**YOUR TASK**
Copy out each line of the data that contains "below".
== Segment start ==
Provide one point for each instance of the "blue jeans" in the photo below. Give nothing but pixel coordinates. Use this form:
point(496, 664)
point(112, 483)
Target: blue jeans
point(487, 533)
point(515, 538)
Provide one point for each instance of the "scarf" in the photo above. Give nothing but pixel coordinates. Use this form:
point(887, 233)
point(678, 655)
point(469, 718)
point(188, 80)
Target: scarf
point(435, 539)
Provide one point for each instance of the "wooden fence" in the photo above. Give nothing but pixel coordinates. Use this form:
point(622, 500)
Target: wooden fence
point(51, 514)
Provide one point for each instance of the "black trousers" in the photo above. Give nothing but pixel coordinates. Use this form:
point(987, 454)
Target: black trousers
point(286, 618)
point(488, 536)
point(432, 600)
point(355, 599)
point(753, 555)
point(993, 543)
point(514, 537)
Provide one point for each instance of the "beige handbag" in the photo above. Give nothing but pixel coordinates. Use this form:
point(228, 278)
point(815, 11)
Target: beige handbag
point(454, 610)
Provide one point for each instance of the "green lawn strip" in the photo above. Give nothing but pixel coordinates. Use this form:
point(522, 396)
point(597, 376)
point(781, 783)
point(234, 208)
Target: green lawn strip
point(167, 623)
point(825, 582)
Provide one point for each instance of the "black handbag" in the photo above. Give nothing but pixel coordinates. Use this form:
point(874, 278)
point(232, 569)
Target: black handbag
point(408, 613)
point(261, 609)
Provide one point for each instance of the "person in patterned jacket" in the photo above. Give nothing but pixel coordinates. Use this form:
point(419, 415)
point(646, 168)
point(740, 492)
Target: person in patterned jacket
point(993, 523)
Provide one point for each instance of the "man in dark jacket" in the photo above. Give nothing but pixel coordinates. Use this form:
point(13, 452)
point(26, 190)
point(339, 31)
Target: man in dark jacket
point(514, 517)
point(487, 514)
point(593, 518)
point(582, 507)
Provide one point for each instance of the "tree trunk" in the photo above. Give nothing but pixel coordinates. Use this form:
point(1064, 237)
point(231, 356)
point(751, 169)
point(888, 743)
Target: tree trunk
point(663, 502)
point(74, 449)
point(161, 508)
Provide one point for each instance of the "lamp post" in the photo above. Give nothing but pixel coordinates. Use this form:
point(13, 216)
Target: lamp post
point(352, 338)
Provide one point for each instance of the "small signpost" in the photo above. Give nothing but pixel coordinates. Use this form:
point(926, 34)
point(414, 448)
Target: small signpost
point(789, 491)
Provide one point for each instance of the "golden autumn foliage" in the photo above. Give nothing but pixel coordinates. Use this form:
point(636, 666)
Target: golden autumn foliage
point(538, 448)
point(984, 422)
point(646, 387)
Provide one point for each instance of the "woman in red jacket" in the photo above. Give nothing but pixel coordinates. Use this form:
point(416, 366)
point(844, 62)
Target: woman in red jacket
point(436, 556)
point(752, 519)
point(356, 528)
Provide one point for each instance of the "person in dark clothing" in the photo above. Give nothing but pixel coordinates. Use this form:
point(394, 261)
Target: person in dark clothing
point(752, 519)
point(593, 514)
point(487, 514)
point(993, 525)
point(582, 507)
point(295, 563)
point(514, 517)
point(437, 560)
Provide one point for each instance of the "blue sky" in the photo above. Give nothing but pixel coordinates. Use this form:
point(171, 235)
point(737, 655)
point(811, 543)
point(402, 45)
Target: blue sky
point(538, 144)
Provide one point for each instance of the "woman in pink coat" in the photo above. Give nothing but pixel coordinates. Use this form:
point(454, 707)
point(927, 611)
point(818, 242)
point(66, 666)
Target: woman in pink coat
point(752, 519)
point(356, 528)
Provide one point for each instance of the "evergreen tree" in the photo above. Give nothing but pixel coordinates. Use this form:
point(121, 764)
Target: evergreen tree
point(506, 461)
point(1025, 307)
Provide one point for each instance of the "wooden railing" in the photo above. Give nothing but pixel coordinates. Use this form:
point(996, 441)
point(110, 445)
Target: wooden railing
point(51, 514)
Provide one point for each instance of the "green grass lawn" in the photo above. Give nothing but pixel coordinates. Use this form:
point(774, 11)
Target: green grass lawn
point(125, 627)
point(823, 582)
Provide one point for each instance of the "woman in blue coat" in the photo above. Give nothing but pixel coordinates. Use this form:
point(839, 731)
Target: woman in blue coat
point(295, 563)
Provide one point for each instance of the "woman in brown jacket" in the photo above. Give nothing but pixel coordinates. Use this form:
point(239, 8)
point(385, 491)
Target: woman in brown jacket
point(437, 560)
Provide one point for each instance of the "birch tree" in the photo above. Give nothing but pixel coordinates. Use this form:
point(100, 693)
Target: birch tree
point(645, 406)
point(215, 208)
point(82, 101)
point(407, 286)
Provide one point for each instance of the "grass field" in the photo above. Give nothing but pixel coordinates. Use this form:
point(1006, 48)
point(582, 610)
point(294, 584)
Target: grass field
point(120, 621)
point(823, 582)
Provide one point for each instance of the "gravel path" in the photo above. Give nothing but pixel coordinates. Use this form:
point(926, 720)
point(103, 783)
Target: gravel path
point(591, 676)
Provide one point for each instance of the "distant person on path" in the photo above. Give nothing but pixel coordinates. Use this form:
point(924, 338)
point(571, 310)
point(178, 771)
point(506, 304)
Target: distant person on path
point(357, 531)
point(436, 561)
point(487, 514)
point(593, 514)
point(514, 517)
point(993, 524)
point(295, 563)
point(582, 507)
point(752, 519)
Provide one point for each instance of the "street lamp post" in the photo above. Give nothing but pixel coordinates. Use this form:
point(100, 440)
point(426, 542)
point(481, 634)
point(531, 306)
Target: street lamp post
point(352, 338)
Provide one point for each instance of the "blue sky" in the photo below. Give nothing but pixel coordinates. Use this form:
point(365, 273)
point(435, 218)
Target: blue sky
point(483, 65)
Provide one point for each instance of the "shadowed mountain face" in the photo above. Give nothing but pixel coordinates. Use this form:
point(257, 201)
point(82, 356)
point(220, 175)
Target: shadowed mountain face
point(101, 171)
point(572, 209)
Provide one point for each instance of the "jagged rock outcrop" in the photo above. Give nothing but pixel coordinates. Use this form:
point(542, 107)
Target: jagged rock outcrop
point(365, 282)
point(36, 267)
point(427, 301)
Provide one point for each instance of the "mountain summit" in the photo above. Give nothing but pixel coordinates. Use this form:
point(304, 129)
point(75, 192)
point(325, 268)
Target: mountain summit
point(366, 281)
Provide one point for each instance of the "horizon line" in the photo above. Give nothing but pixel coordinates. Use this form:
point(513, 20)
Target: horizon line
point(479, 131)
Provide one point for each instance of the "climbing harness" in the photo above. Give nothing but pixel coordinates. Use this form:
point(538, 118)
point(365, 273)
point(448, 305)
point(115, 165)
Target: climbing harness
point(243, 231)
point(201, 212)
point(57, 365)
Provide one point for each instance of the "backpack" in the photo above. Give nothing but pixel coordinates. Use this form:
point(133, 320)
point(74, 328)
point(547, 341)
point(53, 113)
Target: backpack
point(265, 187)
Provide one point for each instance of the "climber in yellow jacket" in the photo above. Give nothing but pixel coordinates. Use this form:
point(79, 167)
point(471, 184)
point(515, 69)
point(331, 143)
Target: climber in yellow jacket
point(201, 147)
== Segment end ==
**THE COMPLETED TASK**
Provide one point for each instance of the "blue jeans" in the photo below. Give nothing but pixel coordinates. Use this form:
Provide one point for each instance of the "blue sky" in the photo below. Give nothing but pixel coordinates. Use this form:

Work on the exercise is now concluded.